#### ПОРЯДОК РАБОТЫ
Выпишите из фрагмента о Фуко ниже всё, что человек, согласно тексту, не способен объяснить.

«Децентрация» субъекта и «смерть человека»

ГЛАВА 1. ПОСТСТРУКТУРАЛИЗМ: основные концепции, понятийный аппарат

МИШЕЛЬ ФУКО — ИСТОРИК БЕЗУМИЯ, СЕКСУАЛЬНОСТИ И ВЛАСТИ

Одним из общих мест — топосов — постструктуралистского мышления является проблема "децентрации" субъекта, и свой вклад в разработку этой теории внес, разумеется, и Фуко. Наиболее эксплицитно этот вопрос был им поставлен в "Археологии энания" (1969), где ее автор с самого начала заявляет, что целью его исследования является продолжение той общей направленности научных поисков, которые были продемонстрированы современным психоанализом, лингвистикой и антропологией. С точки зрения Фуко, общим для всех них были введение "прерывности" в качестве "методологического принципа" в практику своего исследования, т. е. эти дисциплины "децентрировали" субъект по отношению к "законам его желания" в психоанализе), языковым формам (в лингвистике) и правилам поведения и мифов (в антропологии).

Для Фуко все они продемонстрировали, что человек не способен объяснить ни свою сексуальность, ни бессознательное, ни управляющие им системы языка, ни те мыслительные схемы, на которые он бессознательно ориентируется. Иными словами, Фуко отвергает традиционную модель, согласно которой каждое явление имеет причину своего порождения.

#### ДАННЫЕ
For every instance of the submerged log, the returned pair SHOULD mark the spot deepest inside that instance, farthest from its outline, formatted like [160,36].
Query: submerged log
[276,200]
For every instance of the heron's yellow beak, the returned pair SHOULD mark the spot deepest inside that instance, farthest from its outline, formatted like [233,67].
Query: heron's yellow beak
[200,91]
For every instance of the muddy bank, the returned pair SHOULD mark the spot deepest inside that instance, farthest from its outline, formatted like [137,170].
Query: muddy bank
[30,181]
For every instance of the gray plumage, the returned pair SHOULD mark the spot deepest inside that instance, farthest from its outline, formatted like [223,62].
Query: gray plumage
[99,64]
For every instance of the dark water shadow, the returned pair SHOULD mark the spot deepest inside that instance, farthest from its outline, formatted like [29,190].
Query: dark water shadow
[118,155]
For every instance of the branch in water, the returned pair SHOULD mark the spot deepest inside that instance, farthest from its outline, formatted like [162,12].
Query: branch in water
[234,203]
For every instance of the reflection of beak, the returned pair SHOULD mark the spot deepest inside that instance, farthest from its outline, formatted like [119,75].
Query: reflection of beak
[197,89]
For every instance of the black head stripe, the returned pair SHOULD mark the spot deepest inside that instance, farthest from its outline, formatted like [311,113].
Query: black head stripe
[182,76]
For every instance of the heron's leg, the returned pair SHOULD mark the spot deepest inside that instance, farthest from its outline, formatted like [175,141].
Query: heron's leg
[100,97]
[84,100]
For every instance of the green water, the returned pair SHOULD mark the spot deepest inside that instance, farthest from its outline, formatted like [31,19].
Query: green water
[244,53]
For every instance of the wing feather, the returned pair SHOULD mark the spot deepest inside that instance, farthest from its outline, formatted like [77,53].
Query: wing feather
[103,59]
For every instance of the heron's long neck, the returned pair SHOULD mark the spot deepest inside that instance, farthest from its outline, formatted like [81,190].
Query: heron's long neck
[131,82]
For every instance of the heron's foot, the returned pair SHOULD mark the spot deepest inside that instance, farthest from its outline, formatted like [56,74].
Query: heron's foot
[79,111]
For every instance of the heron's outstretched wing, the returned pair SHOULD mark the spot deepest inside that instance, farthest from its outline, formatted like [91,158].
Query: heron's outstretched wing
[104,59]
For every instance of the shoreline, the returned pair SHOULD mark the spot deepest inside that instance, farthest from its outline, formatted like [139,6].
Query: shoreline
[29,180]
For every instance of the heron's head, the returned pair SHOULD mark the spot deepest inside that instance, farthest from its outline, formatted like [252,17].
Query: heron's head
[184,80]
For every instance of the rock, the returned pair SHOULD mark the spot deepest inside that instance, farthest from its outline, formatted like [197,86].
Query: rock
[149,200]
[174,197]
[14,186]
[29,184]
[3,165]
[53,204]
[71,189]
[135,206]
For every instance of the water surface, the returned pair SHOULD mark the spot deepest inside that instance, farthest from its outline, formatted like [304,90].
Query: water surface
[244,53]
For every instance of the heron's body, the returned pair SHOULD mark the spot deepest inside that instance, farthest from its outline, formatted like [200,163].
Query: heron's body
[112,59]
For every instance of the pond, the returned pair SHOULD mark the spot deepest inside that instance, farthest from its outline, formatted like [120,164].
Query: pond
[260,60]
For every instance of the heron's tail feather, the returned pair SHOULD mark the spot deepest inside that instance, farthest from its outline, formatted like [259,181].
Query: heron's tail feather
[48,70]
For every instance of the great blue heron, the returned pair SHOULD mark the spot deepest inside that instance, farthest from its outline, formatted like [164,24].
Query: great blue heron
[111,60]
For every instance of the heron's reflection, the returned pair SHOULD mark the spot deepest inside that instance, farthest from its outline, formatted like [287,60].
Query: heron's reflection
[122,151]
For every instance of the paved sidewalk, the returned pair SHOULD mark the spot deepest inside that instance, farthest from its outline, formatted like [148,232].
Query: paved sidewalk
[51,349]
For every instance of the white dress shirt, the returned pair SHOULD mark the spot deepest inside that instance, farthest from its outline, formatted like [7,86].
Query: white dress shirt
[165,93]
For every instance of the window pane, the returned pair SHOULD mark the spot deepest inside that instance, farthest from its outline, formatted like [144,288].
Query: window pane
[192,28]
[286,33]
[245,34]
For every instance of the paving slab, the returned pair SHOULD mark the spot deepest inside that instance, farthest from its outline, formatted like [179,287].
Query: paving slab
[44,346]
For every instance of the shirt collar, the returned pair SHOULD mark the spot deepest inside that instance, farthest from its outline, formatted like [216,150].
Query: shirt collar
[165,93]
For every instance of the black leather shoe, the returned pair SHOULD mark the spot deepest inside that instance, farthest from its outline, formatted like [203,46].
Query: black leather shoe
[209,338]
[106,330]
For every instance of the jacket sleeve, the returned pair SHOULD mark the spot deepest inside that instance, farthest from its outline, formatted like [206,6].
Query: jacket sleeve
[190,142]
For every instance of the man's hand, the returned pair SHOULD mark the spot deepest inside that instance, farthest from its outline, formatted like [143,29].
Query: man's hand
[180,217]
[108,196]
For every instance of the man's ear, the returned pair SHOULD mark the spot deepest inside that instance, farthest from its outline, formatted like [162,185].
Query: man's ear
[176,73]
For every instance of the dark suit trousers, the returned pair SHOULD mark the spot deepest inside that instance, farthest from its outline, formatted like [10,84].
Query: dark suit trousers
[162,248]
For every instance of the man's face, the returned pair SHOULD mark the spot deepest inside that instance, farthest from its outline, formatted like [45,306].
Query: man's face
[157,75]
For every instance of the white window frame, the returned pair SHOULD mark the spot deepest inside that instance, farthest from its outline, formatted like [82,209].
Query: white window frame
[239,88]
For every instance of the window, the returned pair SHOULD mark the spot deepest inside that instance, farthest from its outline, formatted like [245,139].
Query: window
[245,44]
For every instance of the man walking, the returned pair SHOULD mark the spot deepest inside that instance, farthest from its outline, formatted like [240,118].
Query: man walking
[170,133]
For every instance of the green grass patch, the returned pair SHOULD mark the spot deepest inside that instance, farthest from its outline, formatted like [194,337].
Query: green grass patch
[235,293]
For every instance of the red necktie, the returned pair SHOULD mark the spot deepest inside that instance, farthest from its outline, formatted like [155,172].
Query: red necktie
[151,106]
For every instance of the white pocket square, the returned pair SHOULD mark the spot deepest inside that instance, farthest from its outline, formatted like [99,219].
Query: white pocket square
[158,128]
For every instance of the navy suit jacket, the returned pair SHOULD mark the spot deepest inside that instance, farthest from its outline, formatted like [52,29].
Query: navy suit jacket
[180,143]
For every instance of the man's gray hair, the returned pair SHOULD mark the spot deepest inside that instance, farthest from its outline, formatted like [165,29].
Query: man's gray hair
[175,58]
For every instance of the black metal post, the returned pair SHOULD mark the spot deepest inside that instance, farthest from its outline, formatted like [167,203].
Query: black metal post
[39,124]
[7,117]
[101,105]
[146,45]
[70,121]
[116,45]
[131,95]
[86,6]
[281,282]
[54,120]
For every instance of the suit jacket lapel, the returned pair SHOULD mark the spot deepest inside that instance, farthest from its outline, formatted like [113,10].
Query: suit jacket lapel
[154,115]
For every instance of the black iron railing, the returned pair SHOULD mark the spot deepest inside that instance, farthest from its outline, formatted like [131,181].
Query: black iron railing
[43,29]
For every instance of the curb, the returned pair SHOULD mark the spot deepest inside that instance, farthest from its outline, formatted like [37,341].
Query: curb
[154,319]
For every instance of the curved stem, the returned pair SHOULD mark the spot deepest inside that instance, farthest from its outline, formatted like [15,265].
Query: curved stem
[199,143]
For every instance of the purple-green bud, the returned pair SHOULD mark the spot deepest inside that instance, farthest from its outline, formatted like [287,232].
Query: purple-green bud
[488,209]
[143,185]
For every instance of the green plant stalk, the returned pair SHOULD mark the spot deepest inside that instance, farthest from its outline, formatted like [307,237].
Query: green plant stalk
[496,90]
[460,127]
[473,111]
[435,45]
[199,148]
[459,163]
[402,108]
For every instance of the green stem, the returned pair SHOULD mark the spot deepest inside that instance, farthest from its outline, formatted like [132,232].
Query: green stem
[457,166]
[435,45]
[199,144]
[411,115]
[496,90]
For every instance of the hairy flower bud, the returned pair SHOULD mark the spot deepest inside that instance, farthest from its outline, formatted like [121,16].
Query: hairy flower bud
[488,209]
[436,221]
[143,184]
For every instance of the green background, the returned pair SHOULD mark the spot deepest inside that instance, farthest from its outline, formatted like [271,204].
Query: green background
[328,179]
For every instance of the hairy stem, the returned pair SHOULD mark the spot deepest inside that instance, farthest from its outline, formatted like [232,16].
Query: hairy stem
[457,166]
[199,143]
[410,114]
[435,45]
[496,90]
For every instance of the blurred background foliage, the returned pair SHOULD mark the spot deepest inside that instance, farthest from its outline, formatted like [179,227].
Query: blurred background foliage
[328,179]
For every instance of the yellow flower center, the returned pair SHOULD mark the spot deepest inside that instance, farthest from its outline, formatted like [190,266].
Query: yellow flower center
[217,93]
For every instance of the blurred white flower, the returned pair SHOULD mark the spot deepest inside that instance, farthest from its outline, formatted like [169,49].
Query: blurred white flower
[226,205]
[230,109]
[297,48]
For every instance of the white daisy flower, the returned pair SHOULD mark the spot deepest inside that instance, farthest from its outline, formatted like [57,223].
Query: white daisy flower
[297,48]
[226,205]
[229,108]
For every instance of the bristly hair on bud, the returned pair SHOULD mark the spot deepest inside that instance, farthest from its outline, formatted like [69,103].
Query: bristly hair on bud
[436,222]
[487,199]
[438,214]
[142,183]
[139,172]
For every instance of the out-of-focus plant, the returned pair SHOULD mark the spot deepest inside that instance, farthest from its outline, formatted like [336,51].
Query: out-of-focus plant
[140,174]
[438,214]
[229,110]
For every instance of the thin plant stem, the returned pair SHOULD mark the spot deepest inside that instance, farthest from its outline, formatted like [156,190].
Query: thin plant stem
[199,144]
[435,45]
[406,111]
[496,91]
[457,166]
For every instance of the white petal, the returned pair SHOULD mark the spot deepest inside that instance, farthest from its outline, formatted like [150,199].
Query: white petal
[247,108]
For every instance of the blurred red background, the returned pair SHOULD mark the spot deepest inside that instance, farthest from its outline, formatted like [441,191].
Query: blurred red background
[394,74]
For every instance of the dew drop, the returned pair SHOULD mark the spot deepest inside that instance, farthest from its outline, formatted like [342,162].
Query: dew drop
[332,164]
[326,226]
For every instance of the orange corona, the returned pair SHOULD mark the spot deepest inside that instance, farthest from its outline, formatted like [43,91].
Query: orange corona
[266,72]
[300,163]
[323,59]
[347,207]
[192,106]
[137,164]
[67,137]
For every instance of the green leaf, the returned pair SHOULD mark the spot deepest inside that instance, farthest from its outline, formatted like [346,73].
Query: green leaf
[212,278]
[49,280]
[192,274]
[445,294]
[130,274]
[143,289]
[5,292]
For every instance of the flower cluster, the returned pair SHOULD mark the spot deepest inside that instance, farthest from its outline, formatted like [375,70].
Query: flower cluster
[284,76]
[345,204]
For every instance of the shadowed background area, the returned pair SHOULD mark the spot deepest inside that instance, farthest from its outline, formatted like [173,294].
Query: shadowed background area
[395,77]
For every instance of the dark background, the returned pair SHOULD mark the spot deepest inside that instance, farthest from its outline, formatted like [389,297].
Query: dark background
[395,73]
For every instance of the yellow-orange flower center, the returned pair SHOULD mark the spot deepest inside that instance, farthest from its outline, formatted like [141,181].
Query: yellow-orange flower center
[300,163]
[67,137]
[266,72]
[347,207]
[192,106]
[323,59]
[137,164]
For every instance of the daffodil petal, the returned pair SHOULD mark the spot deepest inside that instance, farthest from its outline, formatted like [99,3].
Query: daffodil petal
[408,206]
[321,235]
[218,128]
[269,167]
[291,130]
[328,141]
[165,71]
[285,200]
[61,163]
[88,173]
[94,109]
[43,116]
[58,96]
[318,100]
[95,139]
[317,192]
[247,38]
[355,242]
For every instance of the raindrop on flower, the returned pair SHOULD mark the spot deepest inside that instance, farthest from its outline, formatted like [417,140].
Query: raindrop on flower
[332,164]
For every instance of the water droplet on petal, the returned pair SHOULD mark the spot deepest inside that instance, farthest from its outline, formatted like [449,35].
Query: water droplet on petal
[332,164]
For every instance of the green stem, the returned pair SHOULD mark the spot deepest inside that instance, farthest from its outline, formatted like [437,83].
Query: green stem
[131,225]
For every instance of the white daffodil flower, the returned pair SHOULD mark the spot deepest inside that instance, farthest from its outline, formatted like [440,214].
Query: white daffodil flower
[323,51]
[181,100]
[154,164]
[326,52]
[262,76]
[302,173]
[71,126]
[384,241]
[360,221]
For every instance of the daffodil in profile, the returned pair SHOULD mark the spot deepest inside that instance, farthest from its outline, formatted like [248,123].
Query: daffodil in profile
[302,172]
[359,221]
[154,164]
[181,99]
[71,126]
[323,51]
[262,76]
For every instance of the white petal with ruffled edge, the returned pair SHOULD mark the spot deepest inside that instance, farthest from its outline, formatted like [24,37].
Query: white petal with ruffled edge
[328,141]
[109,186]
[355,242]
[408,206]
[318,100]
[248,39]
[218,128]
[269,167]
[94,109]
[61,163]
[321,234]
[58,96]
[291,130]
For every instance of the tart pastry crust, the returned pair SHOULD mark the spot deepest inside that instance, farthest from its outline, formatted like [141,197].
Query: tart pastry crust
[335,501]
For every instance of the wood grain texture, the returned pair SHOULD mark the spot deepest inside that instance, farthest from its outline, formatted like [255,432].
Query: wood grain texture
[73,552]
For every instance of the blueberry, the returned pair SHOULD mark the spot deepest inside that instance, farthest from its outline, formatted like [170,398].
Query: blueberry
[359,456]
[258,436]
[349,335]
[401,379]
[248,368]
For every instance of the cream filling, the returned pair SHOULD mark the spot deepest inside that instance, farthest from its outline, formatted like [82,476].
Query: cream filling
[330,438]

#### РЕЗУЛЬТАТ ВЫПОЛНЕНИЯ
— свою сексуальность;
— бессознательное;
— управляющие им системы языка;
— мыслительные схемы, на которые он бессознательно ориентируется.